# Start of Selection
The Australia cricket team toured South Africa in February and March 2020 to play three One Day Internationals (ODIs) and three Twenty20 International (T20I) matches. Cricket South Africa confirmed the fixtures for the tour in May 2019. On 17 February 2020, the day after the conclusion of the home series against England, Faf du Plessis announced that he had stepped down as the captain of South Africa's Test and T20I sides. Later the same day, South Africa announced their squad for the T20I series against Australia, with Quinton de Kock as captain and du Plessis included in the team.

The tour marked the return to South Africa of Steve Smith and David Warner. They had last played for Australia in South Africa in the third Test match in March 2018, after being found guilty of ball-tampering during the game. Australia won the T20I series 2–1. In the ODI series, South Africa won the first two matches to take an unassailable lead. South Africa won the third and final ODI match by six wickets, to win the series 3–0. It was South Africa's eighth-consecutive win in ODIs at home against Australia.
# End of Selection
# Start of Information provided
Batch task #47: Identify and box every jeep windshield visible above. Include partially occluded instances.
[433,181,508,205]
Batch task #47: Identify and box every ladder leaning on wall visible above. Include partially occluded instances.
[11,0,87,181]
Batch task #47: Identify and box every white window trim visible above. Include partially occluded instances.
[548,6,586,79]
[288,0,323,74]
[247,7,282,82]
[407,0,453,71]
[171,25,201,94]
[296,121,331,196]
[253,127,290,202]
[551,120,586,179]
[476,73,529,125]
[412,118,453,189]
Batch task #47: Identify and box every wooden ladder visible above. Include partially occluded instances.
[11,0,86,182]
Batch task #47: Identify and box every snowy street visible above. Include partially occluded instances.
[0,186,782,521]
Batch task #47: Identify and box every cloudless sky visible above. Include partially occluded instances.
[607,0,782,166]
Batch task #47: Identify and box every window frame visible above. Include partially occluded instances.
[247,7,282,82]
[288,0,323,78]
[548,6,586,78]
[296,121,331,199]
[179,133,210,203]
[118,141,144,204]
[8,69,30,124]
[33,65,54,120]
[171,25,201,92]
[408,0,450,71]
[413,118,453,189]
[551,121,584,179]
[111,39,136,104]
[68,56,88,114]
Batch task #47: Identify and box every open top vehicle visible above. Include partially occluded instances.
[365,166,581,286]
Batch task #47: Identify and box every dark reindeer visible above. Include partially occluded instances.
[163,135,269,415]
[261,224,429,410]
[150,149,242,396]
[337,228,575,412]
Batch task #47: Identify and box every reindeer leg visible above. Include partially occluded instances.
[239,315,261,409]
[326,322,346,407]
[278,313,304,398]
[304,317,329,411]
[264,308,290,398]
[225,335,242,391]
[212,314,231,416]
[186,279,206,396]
# End of Information provided
# Start of Information provided
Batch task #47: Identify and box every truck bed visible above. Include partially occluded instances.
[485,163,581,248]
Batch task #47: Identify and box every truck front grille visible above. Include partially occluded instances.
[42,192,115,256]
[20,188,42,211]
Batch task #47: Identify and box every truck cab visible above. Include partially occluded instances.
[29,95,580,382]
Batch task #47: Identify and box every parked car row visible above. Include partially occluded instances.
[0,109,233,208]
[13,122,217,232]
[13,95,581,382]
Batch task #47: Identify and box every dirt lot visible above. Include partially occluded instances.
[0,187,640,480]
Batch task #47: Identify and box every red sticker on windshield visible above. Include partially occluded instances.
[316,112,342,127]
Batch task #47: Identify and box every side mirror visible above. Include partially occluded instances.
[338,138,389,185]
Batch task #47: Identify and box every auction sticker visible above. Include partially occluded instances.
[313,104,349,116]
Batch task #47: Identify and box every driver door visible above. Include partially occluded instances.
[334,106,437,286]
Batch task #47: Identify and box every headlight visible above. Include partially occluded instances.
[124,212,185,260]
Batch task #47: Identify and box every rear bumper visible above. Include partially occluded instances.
# End of Information provided
• Description of the task: Please copy from the cricket tour text above, word for word, the stretch that opens with the words containing "The Australia cricket" and closes with "in the team.".

• Reply:
The Australia cricket team toured South Africa in February and March 2020 to play three One Day Internationals (ODIs) and three Twenty20 International (T20I) matches. Cricket South Africa confirmed the fixtures for the tour in May 2019. On 17 February 2020, the day after the conclusion of the home series against England, Faf du Plessis announced that he had stepped down as the captain of South Africa's Test and T20I sides. Later the same day, South Africa announced their squad for the T20I series against Australia, with Quinton de Kock as captain and du Plessis included in the team.